> EXCERPT PROVIDED:
· · ·

In addition, attending to DV cases can be time consuming, which would affect a busy schedule in clinic. Some expressed their willingness to:
‘ ... [give] time to interfere in the beginning but not to monitor and follow-up the cases.’
(Mount Lebanon, male, 32 years old, paediatrics)
Yet, there were a few physicians who were ready to dedicate time and:
‘ ... postpone a lot of things so that I would have time to discuss and follow-up a case.’
(South, male, 55 years old, family medicine)
Scepticism concerning the support from the authorities
Physicians expressed their reluctance to report cases of DV, in case the proposed DV law that criminalises DV was approved. They believed it was a personal matter where there are ‘ [a] lot of tribes’ (Beirut, male, 42 years old, paediatrics), or because of lack of adequate response from the authorities:
‘In Lebanon you cannot just bring authorities into family problems.’
(Beirut, male, 52 years old, obstetrics/gynaecology)
Therefore, there was explicit avoidance of contact with authorities ‘unless the case is brutal’ (Beirut, male, 66 years old, paediatrics) and some considered:
‘Calling the police would make a scandal and I would be causing the family more problems.’
(Bekaa, male, 37 years old, general practice)
Many physicians favoured that the patients themselves or a forensic doctor report the incidents to the authorities, especially in the absence of clear guidelines of what to do and who to contact, along with general scepticism about implementation of the currently debated DV law if it was approved by the parliament:
‘It is a nice law but it will never be applied just like the law which forbids smoking or the driving laws; none of these laws is applied.’

· · ·

> SUPPLIED ENTRIES:
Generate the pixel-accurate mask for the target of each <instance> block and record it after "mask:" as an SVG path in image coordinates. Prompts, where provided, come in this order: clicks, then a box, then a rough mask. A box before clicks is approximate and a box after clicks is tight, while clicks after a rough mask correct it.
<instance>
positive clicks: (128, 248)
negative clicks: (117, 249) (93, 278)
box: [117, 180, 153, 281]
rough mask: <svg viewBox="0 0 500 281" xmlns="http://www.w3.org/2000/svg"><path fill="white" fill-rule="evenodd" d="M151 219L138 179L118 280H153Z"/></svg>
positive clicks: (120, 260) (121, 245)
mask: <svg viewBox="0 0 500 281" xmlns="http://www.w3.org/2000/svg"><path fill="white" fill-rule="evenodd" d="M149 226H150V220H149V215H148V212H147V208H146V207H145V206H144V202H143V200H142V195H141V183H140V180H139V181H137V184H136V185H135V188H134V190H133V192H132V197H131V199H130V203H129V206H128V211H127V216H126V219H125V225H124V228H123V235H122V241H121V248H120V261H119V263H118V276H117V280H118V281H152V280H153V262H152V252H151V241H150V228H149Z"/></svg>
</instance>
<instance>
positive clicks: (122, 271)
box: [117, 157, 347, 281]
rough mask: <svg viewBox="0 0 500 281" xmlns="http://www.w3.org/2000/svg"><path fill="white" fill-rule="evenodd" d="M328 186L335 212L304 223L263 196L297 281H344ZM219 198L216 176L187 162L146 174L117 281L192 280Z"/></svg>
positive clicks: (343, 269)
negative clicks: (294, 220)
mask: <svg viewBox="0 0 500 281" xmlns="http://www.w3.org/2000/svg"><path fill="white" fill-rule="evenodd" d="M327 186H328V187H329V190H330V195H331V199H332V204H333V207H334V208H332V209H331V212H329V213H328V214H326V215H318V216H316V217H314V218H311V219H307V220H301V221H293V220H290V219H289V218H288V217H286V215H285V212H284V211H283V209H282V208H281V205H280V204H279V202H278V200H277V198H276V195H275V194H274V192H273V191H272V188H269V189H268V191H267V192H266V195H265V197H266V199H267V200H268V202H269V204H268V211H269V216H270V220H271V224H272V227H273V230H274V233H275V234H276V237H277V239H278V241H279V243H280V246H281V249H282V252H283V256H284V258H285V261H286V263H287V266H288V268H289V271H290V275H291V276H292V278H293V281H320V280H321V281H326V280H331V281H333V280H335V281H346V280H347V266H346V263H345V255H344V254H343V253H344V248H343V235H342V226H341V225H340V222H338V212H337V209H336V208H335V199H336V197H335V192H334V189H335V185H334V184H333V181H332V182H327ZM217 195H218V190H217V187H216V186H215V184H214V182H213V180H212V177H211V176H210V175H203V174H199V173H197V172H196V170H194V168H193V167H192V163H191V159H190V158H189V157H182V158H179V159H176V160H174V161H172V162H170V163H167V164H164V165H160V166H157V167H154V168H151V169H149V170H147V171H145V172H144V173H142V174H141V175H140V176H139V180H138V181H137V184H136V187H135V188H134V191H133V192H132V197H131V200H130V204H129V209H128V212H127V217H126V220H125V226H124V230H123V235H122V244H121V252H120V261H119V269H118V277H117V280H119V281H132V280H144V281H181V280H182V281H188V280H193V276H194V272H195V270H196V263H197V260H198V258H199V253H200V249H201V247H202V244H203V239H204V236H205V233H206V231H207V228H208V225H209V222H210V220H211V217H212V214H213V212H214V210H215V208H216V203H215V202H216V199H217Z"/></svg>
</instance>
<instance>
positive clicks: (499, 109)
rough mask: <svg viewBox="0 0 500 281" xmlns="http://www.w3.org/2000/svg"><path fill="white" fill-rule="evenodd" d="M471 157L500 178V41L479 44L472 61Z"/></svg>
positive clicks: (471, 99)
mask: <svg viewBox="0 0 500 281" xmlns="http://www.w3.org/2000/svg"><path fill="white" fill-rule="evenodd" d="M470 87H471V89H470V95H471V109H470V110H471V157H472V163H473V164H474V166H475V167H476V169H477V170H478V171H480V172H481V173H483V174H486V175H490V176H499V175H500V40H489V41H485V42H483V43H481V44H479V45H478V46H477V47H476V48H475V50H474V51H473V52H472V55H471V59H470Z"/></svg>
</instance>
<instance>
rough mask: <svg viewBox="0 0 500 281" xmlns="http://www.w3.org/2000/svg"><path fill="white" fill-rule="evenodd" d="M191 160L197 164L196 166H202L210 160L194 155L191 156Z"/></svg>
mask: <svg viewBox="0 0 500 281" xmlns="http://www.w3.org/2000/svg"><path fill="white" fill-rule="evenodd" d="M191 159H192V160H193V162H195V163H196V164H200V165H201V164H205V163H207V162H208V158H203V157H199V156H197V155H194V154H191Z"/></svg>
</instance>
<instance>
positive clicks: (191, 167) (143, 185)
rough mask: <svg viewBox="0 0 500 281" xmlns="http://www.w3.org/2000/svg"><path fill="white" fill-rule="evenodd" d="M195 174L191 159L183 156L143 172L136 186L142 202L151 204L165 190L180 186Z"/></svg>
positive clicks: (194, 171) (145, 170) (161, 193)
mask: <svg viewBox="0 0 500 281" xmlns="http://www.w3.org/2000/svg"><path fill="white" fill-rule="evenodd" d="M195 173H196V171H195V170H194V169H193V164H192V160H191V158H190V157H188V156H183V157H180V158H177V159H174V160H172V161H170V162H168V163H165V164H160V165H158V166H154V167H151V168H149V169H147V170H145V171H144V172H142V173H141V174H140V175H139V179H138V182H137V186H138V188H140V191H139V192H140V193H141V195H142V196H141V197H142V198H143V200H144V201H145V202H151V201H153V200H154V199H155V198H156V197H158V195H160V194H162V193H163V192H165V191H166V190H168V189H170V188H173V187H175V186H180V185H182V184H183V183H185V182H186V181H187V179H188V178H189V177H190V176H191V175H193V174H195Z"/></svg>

· · ·

> EXERCISE BRIEF:
Please rewrite the stretch of the excerpt on physicians and DV cases from "Scepticism concerning the" through "years old, obstetrics/gynaecology)", replacing "reluctance" with "hesitancy".

> TASK OUTPUT:
Scepticism concerning the support from the authorities
Physicians expressed their hesitancy to report cases of DV, in case the proposed DV law that criminalises DV was approved. They believed it was a personal matter where there are ‘ [a] lot of tribes’ (Beirut, male, 42 years old, paediatrics), or because of lack of adequate response from the authorities:
‘In Lebanon you cannot just bring authorities into family problems.’
(Beirut, male, 52 years old, obstetrics/gynaecology)